++++ Text excerpt

A poll of 2,000 UK employees by HR and payroll software provider Ciphr found that nearly a quarter (24%) are actively job hunting or planning to change employers this year. Beneath that headline figure lies a generational divide, and a warning to bosses who may believe loyalty still comes as standard.

Nearly a third (32%) of workers under 34 say they are looking, or will look, for a new role. Among 35- to 44-year-olds, the figure is 30%. By contrast, only around a fifth (22%) of 45- to 55-year-olds say the same, falling to 14% among those aged 55 to 64 and just 7% of over-65s.

FAIR PAY MATTERS

For many, the push factor is painfully simple: pay. More than a third (36%) of those considering a move say they feel underpaid. Women are slightly more likely to cite low wages as a motivator than men (37% compared with 34%). In an economy where household budgets remain tight, the message is blunt: if pay does not keep pace with expectations, staff will look elsewhere.

But salary is only part of the story. A further 24% say it is “just time to move on” – a phrase that may sound neutral, but rarely is. Fully 90% of respondents who selected this option also listed multiple other reasons for wanting or needing to change roles.

RECOGNITION & CAREER PROGRESSION

Recognition – or the lack of it – looms large. The same proportion (24%) say they want to leave because they feel undervalued. Again, women report this more often: 28% of female respondents cite feeling undervalued, compared with 17% of men.

Career progression is another fault line. Nearly a quarter (24%) of women, compared with 18% of men, say they must seek employment elsewhere to access the career growth, promotion opportunities or management responsibilities their current employer cannot offer.

The rest of the top 15 reasons paint a portrait of quiet disengagement. Almost a quarter (23%) want a more rewarding and fulfilling job. Twenty-two per cent say they simply do not enjoy their work. Seventeen per cent feel bored or unengaged; the same proportion want a better work–life balance. Sixteen per cent are seeking a less stressful job or more manageable workload, and 16% blame poor leadership or ineffective management.

TRAINING & JOB SECURITY

Around one in seven (15%) want to gain new knowledge and skills, and the same number want to work from home more often. Fourteen per cent want to change careers altogether; 14% say they do not like their manager; and 13% are looking for greater job security.

++++++++
++++ Stored data

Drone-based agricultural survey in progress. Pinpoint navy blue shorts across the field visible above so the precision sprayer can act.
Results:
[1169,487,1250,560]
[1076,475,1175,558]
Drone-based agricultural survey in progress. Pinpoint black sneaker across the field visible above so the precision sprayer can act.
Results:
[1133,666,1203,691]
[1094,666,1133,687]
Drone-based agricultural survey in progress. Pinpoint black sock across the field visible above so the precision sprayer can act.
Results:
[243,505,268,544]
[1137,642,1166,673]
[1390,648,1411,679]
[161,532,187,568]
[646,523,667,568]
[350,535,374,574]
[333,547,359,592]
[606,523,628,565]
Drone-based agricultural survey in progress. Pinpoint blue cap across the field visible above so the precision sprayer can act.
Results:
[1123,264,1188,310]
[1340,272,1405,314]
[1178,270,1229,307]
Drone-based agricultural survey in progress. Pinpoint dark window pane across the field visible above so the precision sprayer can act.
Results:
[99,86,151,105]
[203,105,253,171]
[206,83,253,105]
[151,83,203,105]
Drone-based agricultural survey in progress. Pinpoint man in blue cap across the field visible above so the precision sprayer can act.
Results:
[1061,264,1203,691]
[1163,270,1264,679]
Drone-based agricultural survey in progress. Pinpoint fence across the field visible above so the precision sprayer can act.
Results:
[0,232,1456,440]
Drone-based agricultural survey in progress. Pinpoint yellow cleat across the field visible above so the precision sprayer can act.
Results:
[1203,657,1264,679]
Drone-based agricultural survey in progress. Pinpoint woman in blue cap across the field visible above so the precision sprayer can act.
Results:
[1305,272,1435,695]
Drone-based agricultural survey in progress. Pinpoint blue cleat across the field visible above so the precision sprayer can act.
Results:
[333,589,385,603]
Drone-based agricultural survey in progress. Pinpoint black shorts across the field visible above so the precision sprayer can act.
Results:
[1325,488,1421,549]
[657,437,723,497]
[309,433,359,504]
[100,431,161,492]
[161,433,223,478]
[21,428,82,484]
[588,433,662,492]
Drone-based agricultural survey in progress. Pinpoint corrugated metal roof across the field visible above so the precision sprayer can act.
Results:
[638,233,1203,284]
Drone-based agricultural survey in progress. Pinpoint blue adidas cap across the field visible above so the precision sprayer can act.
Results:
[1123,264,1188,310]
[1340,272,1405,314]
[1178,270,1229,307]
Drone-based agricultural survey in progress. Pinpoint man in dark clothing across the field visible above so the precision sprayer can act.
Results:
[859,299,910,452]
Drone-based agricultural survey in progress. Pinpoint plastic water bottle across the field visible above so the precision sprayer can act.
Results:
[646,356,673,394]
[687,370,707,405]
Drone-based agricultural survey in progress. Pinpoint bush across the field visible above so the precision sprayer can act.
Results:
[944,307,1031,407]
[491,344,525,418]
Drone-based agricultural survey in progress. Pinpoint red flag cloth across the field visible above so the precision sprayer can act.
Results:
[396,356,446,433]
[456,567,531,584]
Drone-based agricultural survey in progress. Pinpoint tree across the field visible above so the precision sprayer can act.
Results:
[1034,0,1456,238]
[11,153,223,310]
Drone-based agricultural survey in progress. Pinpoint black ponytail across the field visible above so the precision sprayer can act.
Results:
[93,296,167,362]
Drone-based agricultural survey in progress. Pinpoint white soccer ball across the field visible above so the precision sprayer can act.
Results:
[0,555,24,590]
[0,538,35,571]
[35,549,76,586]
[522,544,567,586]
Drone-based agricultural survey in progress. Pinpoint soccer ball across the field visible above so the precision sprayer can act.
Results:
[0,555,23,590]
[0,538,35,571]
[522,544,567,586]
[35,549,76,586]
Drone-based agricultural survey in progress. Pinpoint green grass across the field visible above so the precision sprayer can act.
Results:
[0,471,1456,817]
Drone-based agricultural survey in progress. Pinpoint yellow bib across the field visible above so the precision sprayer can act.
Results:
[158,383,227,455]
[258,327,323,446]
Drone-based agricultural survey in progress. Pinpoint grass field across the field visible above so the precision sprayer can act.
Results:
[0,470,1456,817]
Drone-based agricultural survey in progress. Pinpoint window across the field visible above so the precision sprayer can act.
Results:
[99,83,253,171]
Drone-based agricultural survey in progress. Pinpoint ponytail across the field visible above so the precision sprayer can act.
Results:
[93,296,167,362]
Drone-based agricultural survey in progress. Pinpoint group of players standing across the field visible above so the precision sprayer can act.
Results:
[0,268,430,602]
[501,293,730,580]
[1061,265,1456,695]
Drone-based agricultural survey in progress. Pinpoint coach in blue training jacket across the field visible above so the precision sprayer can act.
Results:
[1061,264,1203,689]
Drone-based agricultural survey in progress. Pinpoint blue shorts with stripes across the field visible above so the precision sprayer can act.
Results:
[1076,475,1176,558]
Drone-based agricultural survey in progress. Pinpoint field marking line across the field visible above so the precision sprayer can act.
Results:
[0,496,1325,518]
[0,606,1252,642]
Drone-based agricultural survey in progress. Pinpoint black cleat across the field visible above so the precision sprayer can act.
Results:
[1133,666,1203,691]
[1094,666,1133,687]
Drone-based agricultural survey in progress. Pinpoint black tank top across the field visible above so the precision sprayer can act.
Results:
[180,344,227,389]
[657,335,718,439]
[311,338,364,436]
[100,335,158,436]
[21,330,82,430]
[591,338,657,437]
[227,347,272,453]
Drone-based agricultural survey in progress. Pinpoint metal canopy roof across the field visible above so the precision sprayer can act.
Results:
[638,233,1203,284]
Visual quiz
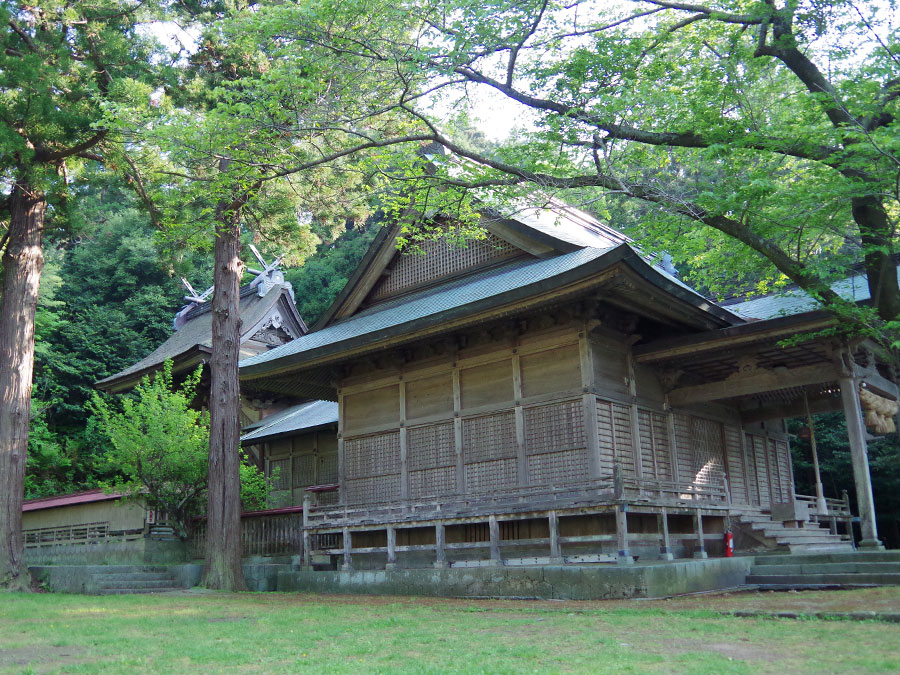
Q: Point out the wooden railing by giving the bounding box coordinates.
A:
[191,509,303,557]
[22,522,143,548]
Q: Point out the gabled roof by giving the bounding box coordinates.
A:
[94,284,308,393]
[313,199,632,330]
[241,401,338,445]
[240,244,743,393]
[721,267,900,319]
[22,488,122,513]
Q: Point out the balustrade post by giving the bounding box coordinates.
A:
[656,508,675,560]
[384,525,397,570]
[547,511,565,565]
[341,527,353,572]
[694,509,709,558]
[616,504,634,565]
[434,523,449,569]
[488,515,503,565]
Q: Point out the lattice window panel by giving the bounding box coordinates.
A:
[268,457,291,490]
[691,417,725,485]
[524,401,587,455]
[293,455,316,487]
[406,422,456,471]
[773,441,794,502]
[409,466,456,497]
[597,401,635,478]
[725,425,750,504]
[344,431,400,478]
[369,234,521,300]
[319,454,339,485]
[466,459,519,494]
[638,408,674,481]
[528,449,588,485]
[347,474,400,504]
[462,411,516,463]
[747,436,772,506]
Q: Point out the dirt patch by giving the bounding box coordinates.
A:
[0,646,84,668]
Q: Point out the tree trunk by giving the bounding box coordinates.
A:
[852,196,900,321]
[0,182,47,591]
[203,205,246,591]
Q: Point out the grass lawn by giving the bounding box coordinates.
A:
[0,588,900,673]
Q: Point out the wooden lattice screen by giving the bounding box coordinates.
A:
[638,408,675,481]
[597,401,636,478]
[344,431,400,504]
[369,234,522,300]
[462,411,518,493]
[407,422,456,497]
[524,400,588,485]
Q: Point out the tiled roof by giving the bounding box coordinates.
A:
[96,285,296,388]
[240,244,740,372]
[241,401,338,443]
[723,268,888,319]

++++++++
++++ Stored data

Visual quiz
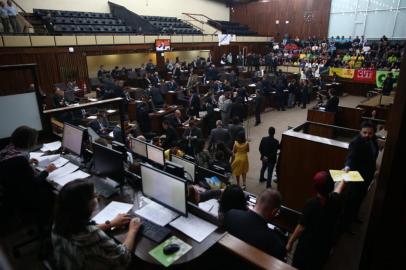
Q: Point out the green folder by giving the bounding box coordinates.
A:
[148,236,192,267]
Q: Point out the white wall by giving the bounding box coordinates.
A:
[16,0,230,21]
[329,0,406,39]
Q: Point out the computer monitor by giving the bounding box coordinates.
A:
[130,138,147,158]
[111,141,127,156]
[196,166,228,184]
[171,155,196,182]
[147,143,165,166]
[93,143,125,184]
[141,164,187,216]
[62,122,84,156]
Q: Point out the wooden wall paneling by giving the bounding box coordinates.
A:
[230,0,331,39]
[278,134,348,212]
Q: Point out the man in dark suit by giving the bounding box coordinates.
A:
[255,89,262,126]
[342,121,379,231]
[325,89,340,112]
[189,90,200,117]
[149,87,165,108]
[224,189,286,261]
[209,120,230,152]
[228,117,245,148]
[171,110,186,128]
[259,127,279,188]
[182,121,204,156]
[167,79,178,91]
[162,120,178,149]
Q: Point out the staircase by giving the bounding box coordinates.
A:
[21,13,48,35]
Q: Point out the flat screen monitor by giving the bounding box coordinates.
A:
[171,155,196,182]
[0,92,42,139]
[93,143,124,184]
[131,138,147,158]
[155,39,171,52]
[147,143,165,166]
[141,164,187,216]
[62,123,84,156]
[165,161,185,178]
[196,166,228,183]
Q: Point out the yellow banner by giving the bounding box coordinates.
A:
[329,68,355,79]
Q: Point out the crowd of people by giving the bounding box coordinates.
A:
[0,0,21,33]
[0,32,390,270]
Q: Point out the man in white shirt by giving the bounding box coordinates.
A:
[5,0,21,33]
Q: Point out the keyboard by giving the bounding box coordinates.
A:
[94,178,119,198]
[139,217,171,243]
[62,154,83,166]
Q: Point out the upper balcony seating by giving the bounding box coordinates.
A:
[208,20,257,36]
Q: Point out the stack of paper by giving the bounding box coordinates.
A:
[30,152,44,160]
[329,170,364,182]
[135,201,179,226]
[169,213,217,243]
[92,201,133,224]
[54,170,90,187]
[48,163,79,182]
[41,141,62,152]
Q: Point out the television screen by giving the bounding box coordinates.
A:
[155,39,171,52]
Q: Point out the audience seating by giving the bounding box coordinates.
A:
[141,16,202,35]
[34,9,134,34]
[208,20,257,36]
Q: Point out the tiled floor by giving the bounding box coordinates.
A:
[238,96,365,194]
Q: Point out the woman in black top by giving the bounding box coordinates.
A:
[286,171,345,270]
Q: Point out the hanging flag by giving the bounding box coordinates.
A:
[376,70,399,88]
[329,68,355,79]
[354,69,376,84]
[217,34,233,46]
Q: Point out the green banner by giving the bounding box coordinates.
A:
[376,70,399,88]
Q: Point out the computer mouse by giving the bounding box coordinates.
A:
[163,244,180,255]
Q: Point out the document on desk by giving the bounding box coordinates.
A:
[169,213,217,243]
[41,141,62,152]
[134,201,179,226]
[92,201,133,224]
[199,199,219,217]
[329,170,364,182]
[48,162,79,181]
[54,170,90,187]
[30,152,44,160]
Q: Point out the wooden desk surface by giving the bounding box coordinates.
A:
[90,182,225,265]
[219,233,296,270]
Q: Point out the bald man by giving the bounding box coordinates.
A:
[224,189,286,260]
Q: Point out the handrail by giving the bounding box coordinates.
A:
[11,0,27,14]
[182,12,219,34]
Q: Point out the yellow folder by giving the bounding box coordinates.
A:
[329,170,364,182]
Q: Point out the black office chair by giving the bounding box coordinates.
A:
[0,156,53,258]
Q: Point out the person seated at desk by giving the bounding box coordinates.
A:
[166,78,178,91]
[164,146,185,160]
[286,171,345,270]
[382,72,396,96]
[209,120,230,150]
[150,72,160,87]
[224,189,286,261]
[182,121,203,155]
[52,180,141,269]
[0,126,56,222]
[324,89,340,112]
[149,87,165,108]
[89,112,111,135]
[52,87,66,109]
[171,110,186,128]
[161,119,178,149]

++++++++

Given instruction 1.
Answer these about the job-hunting poll text:
(a) What percentage of workers under 34 say they are looking, or will look, for a new role?
(b) What percentages of female and male respondents cite feeling undervalued?
(c) What share of respondents want to work from home more often?
Given instruction 2. Please carry the job-hunting poll text forward from its final sentence with a few more paragraphs in the same style.

Reply 1.
(a) 32%
(b) 28% of women and 17% of men
(c) 15%

Reply 2.
Claire Hawes, Chief People and Operations Officer at Ciphr, says employers should not dismiss these findings as routine churn. “These findings should be a wake-up call for employers. Around a third of workers under 45 want to switch jobs, with many saying they’re feeling underpaid and undervalued. That’s highlighting problems that are very fixable. People aren’t leaving because they hate the work… they’re leaving because they don’t feel recognised or seen.”

PAY AUDITS

Yet Hawes cautions against quick fixes. These things can’t be fixed overnight, however, and need a deliberate and sustained effort to improve over time. Employers would benefit from identifying the two or three things they can do in the next year and creating tangible plans that they can communicate to their workforce about how they plan to change and improve their pay and recognition models. For example, audit your pay. You don’t need to match market rate overnight, but you should understand where the gaps (and risks) are, and be honest with your people about your pay strategy and plans.

“Think about how you can better build recognition into the rhythm of your business – not as a one-off initiative, but as a management culture,” explains Hawes. “Recognition is all about acknowledging someone’s contributions and giving credit. People want to know that their employer appreciates and values them. It doesn’t always need to be big financial gestures. Internal shout-outs, an early Friday finish, or a coffee voucher, can have a big impact. Aim for frequent, consistent and genuine recognition.”

CAREER CONVERSATIONS

Finally, ensure there’s space for career conversations, adds Hawes. “One in five people who are planning to leave are doing so because they can’t see a future career path. Work with them to ensure they are being heard, and that they understand what career options they have inside your organisation. Retention is rooted in getting the basics right: fair pay, genuine recognition, and a credible career and growth story that employees can buy into.”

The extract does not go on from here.